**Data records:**
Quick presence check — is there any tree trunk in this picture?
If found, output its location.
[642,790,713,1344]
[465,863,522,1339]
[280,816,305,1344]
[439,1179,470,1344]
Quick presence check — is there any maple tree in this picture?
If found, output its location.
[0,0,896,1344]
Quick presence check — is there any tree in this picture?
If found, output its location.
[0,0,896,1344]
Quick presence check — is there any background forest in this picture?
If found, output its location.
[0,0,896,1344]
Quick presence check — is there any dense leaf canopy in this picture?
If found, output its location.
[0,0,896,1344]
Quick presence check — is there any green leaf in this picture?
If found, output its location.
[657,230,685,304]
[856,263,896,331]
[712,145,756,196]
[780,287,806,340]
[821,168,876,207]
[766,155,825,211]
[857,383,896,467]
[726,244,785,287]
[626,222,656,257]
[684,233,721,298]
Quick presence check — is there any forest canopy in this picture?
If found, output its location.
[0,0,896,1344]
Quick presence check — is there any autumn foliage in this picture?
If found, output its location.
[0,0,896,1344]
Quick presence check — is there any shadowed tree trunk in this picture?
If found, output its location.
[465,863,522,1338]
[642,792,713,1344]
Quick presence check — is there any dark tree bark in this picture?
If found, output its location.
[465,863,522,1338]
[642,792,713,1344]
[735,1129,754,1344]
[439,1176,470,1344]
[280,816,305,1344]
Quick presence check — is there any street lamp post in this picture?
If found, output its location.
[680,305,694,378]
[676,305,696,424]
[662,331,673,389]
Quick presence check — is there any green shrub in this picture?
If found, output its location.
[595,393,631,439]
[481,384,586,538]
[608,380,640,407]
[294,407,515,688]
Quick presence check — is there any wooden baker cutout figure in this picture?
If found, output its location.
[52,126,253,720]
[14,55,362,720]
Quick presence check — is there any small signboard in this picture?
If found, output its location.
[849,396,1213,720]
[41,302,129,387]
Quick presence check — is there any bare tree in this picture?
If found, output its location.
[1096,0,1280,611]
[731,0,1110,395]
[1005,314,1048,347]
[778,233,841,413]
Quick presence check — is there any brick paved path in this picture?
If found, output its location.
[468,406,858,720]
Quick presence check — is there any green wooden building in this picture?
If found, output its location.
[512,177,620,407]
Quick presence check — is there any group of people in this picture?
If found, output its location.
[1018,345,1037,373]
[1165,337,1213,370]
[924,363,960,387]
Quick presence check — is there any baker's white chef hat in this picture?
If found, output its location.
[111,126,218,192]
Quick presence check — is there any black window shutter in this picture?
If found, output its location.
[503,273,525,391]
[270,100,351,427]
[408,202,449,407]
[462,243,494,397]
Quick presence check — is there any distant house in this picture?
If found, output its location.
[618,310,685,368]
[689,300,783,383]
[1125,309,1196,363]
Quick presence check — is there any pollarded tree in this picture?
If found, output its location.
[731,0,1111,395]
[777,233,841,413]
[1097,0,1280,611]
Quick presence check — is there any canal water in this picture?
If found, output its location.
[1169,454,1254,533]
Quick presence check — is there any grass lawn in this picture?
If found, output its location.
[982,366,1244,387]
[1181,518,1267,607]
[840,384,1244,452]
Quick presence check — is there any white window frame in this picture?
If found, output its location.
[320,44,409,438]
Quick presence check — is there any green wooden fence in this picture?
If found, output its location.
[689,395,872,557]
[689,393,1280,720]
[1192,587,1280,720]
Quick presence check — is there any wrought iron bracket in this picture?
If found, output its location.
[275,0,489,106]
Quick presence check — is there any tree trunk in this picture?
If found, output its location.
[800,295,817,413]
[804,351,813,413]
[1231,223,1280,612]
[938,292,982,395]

**What you are asked to do:**
Could you rewrite all of the material above, substituting "Fast visibility check" for every "Quick presence check" and leaving everything else unchanged?

**Exercise output:**
Fast visibility check — is there any tree trunk in this picture?
If found, output its location.
[642,790,713,1344]
[465,863,522,1339]
[280,816,305,1344]
[439,1179,470,1344]
Fast visibility check — is there any maple tree in this picture?
If found, output its location.
[0,0,896,1344]
Fast visibility check — is there any tree in this picture?
If found, output its location.
[0,0,896,1344]
Fast visibility check — is there any background forest in this picture?
If found, output its location.
[0,0,896,1344]
Fast visibility check — is there any dense leaf canopy in this picture?
If found, output its location.
[0,0,896,1344]
Fast visibility check — is there any green leaf in this picture?
If found, output its location.
[657,230,685,304]
[856,263,896,331]
[712,145,756,196]
[780,287,806,340]
[821,168,876,207]
[766,155,825,211]
[857,383,896,467]
[726,244,785,287]
[626,222,656,257]
[684,233,721,298]
Fast visibility check — is there any forest canopy in this picture?
If found, output its location.
[0,0,896,1344]
Fast visibility check — is there any autumn foliage in this picture?
If found, output its location.
[0,0,896,1344]
Fast visibility check — is there any shadowed tree trunk in this picture?
If found, output its location.
[465,863,522,1338]
[642,792,713,1344]
Fast visibility check — is there any dark tree bark in this picture?
If found, output its location.
[465,863,522,1338]
[642,792,713,1344]
[735,1129,754,1344]
[439,1176,470,1344]
[280,816,305,1344]
Fast visibility check — is there any street lamp post in this picture?
If found, output its location.
[680,305,694,378]
[676,305,696,424]
[662,331,673,389]
Fast visibility check — is there any green shrub in this picture?
If found, output its location.
[595,393,631,439]
[481,384,586,538]
[608,380,640,407]
[294,407,515,688]
Fast visibility check — is there any wooden baker cutout figure in this picture?
If found, output its location.
[52,126,253,720]
[14,55,362,720]
Fast visibility check — is there any small signboard in this picture?
If found, output its location.
[849,396,1213,720]
[41,302,129,387]
Fast visibility check — is there any bare tree in this picture?
If found, output its location.
[1096,0,1280,611]
[731,0,1110,395]
[1005,314,1048,347]
[778,233,841,413]
Fast visibility check — is there any brick paved path in this picture?
If found, output its location.
[468,406,858,720]
Fast visibility check — is there any green wooden building in this picture?
If found, output its location.
[512,177,620,407]
Fast visibility check — is there any group of people in this picture?
If found, output its location.
[1018,345,1037,373]
[1165,337,1213,370]
[924,363,960,387]
Fast visibility check — is there any baker's white chef hat in this picture?
If found, output its location.
[111,126,218,192]
Fast visibility check — is there any black window shutter in this picture?
If found, output its location.
[503,273,525,391]
[270,100,351,427]
[408,202,449,407]
[462,243,494,397]
Fast visibility check — is there any distant house in this picture?
If found, output its location.
[618,310,685,368]
[689,300,783,383]
[1125,309,1196,363]
Fast visibility check — is there any pollarded tree in this picture?
If found, output its location.
[731,0,1111,395]
[777,233,841,413]
[1097,0,1280,611]
Fast visibility check — is there any canal water in this picture?
If found, output its location.
[1169,454,1254,533]
Fast visibility check — is there any grass lawn in this picture?
If found, output its location.
[982,366,1244,387]
[1181,518,1267,607]
[840,384,1244,452]
Fast visibility check — is there any white window frame in this picture?
If found, output its location.
[320,44,409,438]
Fast visibility check — is there any green wooden fence in this picture?
If found, output its location.
[689,395,872,557]
[689,393,1280,720]
[1192,587,1280,720]
Fast visibility check — is there any wrought iron bracket in this picture?
If found, output its location.
[275,0,489,106]
Fast visibility check — is there any tree trunk in this picture?
If found, output its location.
[800,295,817,413]
[804,351,813,413]
[1231,223,1280,612]
[938,292,982,395]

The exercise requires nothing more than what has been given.